### Problem to work on
Format every line of the records below as a JSON list of strings, one string per line, leaving out any blank lines.

# Available data start

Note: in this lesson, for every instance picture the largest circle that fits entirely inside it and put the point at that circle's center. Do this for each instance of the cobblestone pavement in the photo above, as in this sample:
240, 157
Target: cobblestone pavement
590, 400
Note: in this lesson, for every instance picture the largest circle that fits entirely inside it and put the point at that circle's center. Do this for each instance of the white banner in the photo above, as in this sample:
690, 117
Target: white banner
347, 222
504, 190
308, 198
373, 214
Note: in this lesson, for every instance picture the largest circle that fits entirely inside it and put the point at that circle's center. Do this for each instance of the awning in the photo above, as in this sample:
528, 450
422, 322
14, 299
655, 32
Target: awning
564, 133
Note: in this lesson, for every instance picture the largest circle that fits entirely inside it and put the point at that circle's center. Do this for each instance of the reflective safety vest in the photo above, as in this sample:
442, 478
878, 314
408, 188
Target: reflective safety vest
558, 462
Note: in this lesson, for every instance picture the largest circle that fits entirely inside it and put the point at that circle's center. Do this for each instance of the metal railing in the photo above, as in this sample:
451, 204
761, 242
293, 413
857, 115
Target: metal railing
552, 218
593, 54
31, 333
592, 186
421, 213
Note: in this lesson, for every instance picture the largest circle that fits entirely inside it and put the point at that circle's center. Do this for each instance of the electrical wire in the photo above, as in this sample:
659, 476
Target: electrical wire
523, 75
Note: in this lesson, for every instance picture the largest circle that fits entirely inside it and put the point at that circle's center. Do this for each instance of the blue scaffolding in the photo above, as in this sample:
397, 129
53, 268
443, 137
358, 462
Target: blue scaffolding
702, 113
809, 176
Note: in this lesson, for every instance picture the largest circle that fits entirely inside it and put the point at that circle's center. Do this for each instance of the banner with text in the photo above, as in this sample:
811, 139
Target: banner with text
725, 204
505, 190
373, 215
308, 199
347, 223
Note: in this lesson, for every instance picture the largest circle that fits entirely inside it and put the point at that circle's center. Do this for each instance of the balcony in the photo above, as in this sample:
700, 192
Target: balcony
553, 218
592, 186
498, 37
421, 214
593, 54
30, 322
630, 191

# Available data end

### Result of this exercise
[
  "Note: in this lesson, for every instance picture the largest circle that fits entirely inside it and put the point at that circle's center. Do this for each instance of the cobblestone pavement in the photo above, as in this sample:",
  "240, 157",
  "Target: cobblestone pavement",
  "590, 400",
  "Note: in this lesson, for every instance picture the largest circle that fits entirely inside it and put the point at that circle's center. Do this for each instance of the white banner in the photo above, as in this sample:",
  "690, 117",
  "Target: white banner",
  "347, 222",
  "504, 190",
  "308, 198",
  "373, 214",
  "Note: in this lesson, for every instance picture the largest circle that fits entirely inside it and put the point at that circle's center. Do this for each instance of the awning in the photo above, as in this sample:",
  "528, 450",
  "422, 322",
  "14, 299",
  "655, 32",
  "Target: awning",
  "564, 133",
  "Note: in this lesson, for every instance picture the largest circle that fits entirely inside it and put the point at that circle's center. Do this for each instance of the reflective safety vest in the photo above, as in this sample:",
  "442, 478",
  "878, 314",
  "408, 188",
  "Target: reflective safety vest",
  "558, 462",
  "Note: in this lesson, for every instance picture the largest circle that fits entirely inside it and put the point at that circle's center. Do this for each instance of the metal railing in the photo above, as in this sample:",
  "451, 204",
  "761, 242",
  "293, 413",
  "857, 115",
  "Target: metal railing",
  "552, 218",
  "593, 54",
  "31, 333",
  "592, 186",
  "421, 213",
  "Note: in this lesson, for every instance picture the largest circle that fits entirely inside it and put the point at that circle's center. Do this for each instance of the electrical wire in the photo above, as in this sample:",
  "659, 476",
  "Target: electrical wire",
  "523, 75",
  "Note: in this lesson, for every instance picture the largest circle that fits entirely inside it and put the point at that circle's center. Do this for each instance of the blue scaffolding in the photo above, as in this sample:",
  "397, 129",
  "53, 268",
  "443, 137",
  "358, 462",
  "Target: blue scaffolding",
  "702, 113",
  "809, 176",
  "Note: in this lesson, for every instance picture the largest circle that fits entirely inside it and put the point at that circle's center. Do this for each instance of the banner with text in the photo above, as in this sample:",
  "811, 139",
  "Target: banner with text",
  "725, 204",
  "505, 190",
  "373, 215",
  "308, 199",
  "347, 223",
  "Note: in this lesson, for every instance picture the largest circle that fits entirely inside it and put the point at that circle's center. Do this for each instance of the balcony in the photo above, as in this sample:",
  "700, 192",
  "Target: balcony",
  "553, 218",
  "592, 186",
  "498, 37",
  "421, 214",
  "593, 54",
  "30, 322",
  "630, 191"
]